*Exercise objective:*
Reproduce the lines of the material exactly, excluding every image.

· · · · · · ·

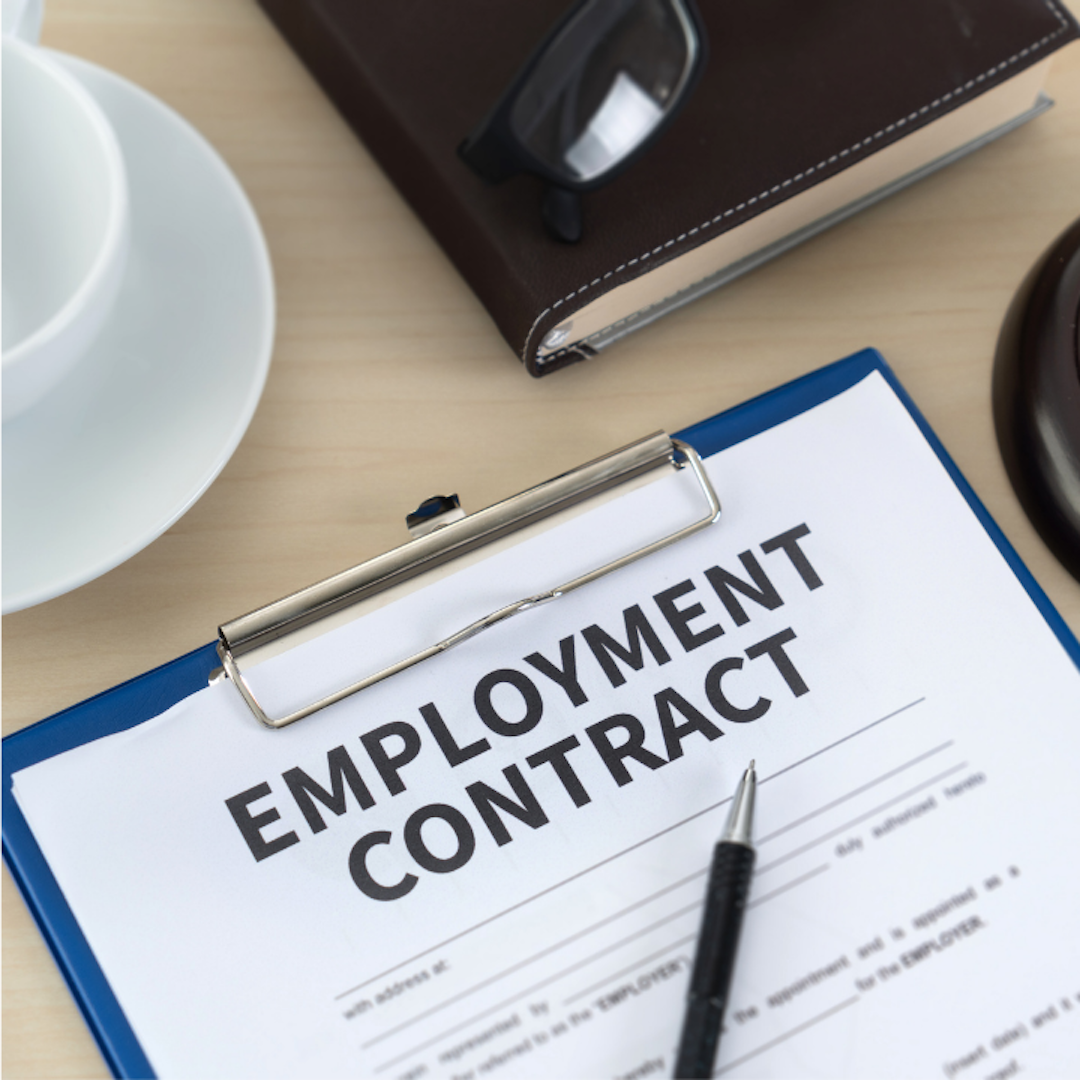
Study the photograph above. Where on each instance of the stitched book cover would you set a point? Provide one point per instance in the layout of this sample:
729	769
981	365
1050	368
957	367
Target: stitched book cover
805	113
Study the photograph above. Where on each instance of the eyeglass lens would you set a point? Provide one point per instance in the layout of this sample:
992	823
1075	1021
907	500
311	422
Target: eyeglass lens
605	82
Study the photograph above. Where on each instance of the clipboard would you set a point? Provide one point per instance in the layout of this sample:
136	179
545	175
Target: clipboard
151	693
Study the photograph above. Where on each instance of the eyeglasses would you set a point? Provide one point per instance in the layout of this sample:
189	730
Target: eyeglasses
594	96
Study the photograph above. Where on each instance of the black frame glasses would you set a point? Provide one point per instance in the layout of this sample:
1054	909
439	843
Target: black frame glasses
595	95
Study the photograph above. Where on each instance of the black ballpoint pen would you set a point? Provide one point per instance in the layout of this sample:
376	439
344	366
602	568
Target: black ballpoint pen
718	937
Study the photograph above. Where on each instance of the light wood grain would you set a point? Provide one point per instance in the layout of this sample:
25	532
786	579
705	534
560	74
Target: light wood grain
389	382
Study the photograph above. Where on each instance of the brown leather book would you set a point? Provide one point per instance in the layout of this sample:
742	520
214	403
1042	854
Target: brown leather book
806	113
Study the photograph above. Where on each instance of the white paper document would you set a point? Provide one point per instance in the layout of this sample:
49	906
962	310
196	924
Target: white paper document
494	864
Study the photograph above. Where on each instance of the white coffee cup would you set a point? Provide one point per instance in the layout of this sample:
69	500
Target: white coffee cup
65	224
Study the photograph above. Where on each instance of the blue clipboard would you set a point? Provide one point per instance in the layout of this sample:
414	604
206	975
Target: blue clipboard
148	696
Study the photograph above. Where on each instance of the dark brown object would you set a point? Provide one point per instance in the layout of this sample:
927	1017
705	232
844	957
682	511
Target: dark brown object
1037	396
794	93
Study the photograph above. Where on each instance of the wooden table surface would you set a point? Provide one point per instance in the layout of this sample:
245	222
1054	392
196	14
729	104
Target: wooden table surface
389	381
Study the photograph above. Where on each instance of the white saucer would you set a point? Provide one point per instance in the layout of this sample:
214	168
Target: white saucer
112	457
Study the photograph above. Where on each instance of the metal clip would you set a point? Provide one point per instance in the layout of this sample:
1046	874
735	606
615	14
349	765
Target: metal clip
443	542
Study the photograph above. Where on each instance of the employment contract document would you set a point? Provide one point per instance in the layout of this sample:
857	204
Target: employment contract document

· · · · · · ·

*The result:*
Study the photograph above. Where on each instance of the stitched book cover would you set a point? Provide one point per instance in the layout of this sample:
729	769
981	365
1050	368
957	367
Target: stitched book cover
805	113
Study the photograph above. Where on each instance of the eyeglass lens would you set a point? Provide one point per instance in the layout of this sample:
992	823
1075	1021
907	500
311	422
Target: eyeglass lens
605	82
Study the photograph above. Where on each instance of the clipboard would you set a point? Provide one point per instance in the layout of this sample:
136	179
545	175
Target: clipboard
151	693
Study the photograph above. Where on each instance of the eyeglasses would you set a point? Provide one point per instance in the layout of this sample:
189	730
Target: eyeglasses
594	96
Study the photograph above. Where on each instance of the black frame glasses would you set a point? Provide one point per instance in the layout of this sample:
1054	909
439	843
Target: black frame glasses
595	95
Study the photograph above. Where on each instance of the black ballpoint pen would you set a point? Provide one point per instance in the layout of this sample:
376	439
344	366
602	568
Target: black ballpoint pen
718	937
Study the photograph above. Where on each instance of the light wood grain would you set a point? Provide one point per instance in the layout of this sample:
25	532
786	579
705	534
560	74
Target: light wood grain
389	382
Study the photograph above. Where on each instance of the brown leather book would you set a point? Provide one point per instance in the layout of this sample:
742	520
214	403
1042	854
Target: brown leather book
806	113
Study the photograph above. Where on each instance of the white paper document would you set a point? Provide one point per instance in the layout of this sample:
49	906
962	310
196	924
Target: white paper document
494	864
Study the photograph above. Where on each instance of the white coffee cup would you set a point? Provide one point per instance in the layout of this sample:
69	500
Target: white coffee cup
65	224
Study the photograph above. Where on each instance of the blue clipboard would you set a point? Provide one point per instance in the layout of this sample:
414	604
206	975
Target: blue clipboard
148	696
Study the photograph above. Where on each instance of the dark brown object would you set a point? Provide one point per instance in the layout of this sample:
927	1017
705	232
844	957
682	511
Target: dark brown object
1037	396
794	93
Study the photograph above. Where on each instance of the wooden table surface would you set a point? Provide one point per instance in the layout of this sample:
245	222
1054	392
196	14
729	104
Target: wooden table surface
389	381
Study the photograph above. Where on each instance of the white saucer would you set a point? Provide one point per instance in the layout of this sample:
214	168
Target: white saucer
112	457
Study the photograph above. Where on each instance of the metal clip would you set a point? Provide one point per instance in the layout of this sample:
1046	874
735	606
615	14
349	765
Target: metal clip
443	542
Study the photograph above. Where on each instance of the employment contract document would you set a point? Provide one point per instance in the layout of this sample:
857	204
Target: employment contract document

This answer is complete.